#### Records for processing
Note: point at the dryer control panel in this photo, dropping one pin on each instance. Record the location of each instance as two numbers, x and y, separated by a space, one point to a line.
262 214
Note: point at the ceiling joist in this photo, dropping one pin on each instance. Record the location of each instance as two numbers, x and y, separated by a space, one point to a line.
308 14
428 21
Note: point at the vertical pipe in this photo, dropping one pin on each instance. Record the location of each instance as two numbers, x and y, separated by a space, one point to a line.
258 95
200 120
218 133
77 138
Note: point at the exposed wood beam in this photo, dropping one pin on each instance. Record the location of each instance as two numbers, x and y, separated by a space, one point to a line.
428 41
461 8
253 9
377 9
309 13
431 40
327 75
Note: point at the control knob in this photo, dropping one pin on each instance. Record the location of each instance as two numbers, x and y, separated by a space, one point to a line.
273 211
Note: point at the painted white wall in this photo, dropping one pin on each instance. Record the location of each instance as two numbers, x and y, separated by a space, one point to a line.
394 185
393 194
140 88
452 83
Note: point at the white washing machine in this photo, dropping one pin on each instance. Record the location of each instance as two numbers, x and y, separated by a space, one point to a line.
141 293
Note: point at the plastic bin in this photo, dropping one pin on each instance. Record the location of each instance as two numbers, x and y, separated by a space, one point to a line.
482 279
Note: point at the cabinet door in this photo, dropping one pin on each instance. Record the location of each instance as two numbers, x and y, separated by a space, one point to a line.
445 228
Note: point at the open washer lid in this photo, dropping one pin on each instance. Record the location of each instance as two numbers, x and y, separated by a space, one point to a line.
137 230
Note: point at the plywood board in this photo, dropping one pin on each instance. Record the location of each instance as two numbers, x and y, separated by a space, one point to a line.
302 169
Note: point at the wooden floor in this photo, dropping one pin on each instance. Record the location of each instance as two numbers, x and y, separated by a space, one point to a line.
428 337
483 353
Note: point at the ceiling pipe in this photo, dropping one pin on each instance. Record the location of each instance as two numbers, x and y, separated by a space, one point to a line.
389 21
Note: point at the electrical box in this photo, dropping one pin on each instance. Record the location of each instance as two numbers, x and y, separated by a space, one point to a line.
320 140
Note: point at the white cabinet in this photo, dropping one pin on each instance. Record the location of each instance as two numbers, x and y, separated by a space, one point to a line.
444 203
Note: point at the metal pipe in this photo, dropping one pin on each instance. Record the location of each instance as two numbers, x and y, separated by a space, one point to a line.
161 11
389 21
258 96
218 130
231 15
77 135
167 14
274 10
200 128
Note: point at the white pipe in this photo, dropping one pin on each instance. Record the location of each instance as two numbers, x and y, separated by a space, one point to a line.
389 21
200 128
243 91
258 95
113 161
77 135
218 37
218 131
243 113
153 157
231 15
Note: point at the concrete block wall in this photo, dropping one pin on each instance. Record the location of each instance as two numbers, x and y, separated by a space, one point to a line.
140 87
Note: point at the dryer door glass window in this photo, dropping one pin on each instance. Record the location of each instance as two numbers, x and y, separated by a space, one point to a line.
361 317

#### Task directions
Transcribe the listing in full, line by line.

#### Output
Note: point at the dryer control panel in this photo, dropping one pin on each instance. Record the location of each instance as two numbers, x and y, separated by a space, one point to a line.
262 214
Note: point at the ceiling joist in this photo, dropping one pin on each instance. Record the location of each instance as two numbers, x and y, separated by a space, one point to a line.
308 14
428 21
Note: point at the vertical pipe in this photo, dropping one pin on each instance. Record the location of each instance as two numbers, x and y, separated by a space, one point to a line.
258 95
200 120
218 133
77 138
Note: point at the exposed wood beam in this photo, dropping one pin on each instance. Record the location of each instance as two numbers, x and y, separated by a space, one point to a line.
428 41
461 8
253 9
377 9
309 13
431 40
327 75
Note: point at the control knob in this photo, dropping one pin on each instance. Record the location of each instance as two numbers, x and y, separated by a space, one point to a line.
273 211
Note: point at the painted white wall in this photo, dropping one pin on each instance. Record the location of each instance as two numbers, x and y, separated by a space, one point to a line.
394 185
393 194
140 88
452 83
Note: point at the white washing machine in this photo, dropping one pin on each instance. Record the location of each instance as two numbers, x and y, separated by a space, one point to a line.
141 293
Note: point at the plastic bin in this photo, dropping one pin on each instance. Record the location of each instance as two numbers, x and y, separated by a space, one point to a line.
482 279
Note: point at the cabinet door in this photo, dropping one pin on each instance. Record the location of each instance as two numbers, x and y, separated by a space, one point to a line.
445 228
Note: point at the open washer lid in this photo, dropping one pin on each instance. Record the location of each instance as two numbers, x and y, separated by a space, one point to a line.
137 230
Note: point at the plywood board in this photo, dropping one pin on each instance. Record the location of each instance as two numbers, x and y, separated by a space, one point to a line.
302 169
Note: point at the wooden floor in this photo, dropping one pin on each instance. Record the location of each instance as two numbers, x and y, separated by a space, one point to a line.
428 337
483 353
Note: point at the ceiling pipe in this photo, dropping one pin on each instance. Record the location of each instance as two numbers, x and y, separated by a space, one point to a line.
389 21
Note: point at the electrical box in this photo, dropping one pin on each instance. Record the location of each instance as two numbers, x and y, separated by a space, one point to a line.
320 140
Note: point at the white cabinet in this photo, dropping one pin on each instance. Record the location of each instance as two numbers, x and y, separated by a space, one point to a line.
444 203
Note: point at the metal pipe in this photo, dropping one pin on each instance. Record the location of each instance as two numbers, x and y, separated by a space, one point to a line.
161 11
389 21
258 96
218 130
231 15
77 135
167 14
274 10
200 128
Note: point at the white pipe in this photo, dropping one pin on each instance. Record the location of each instance as two numbers, x and y, separated by a space, one point to a line.
389 21
200 128
243 91
258 95
113 161
77 135
218 37
218 131
243 113
153 157
231 15
Note: point at the concrete block wall in this photo, dropping one pin on each instance. Record the location of each instance as two numbers, x and y, separated by a space, one point to a line.
140 87
Note: point at the dryer door glass window in this photo, dropping one pin on each instance. Record the location of each instance as two numbers, x and y, separated by a space, one point to a line.
361 317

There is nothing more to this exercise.